* BEGIN *

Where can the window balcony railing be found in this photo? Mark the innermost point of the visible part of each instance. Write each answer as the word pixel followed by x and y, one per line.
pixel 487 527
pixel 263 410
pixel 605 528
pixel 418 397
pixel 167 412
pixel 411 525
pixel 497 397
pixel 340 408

* END *

* **Description of the task**
Quote the listing above word for word.

* **The solution**
Where can the window balcony railing be found in this photo? Mark the innermost point of the visible part of each instance. Write each answer as the word pixel followed by x and y, one per line.
pixel 487 527
pixel 263 410
pixel 605 528
pixel 418 397
pixel 167 412
pixel 411 525
pixel 497 397
pixel 340 408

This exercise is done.